■ Aim of the exercise
Should the word "query" occur in a line of the records, copy that line.

+++

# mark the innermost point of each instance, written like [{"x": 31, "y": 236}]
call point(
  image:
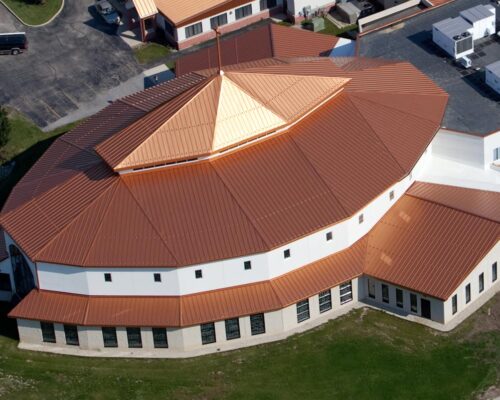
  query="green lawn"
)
[
  {"x": 27, "y": 143},
  {"x": 34, "y": 14},
  {"x": 151, "y": 52},
  {"x": 364, "y": 355}
]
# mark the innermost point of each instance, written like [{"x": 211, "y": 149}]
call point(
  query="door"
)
[{"x": 425, "y": 308}]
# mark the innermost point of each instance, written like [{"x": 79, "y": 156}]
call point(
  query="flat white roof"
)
[
  {"x": 494, "y": 68},
  {"x": 452, "y": 26},
  {"x": 477, "y": 13}
]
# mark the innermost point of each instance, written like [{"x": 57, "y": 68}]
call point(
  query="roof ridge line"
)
[
  {"x": 360, "y": 95},
  {"x": 100, "y": 224},
  {"x": 243, "y": 210},
  {"x": 308, "y": 161},
  {"x": 70, "y": 222},
  {"x": 377, "y": 136},
  {"x": 451, "y": 207},
  {"x": 150, "y": 223}
]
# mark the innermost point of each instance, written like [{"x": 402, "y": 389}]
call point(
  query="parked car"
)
[
  {"x": 107, "y": 12},
  {"x": 13, "y": 43}
]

+++

■ Worked solution
  query="green lawn"
  query="door"
  query="flat white roof"
  query="roof ridge line"
  query="parked car"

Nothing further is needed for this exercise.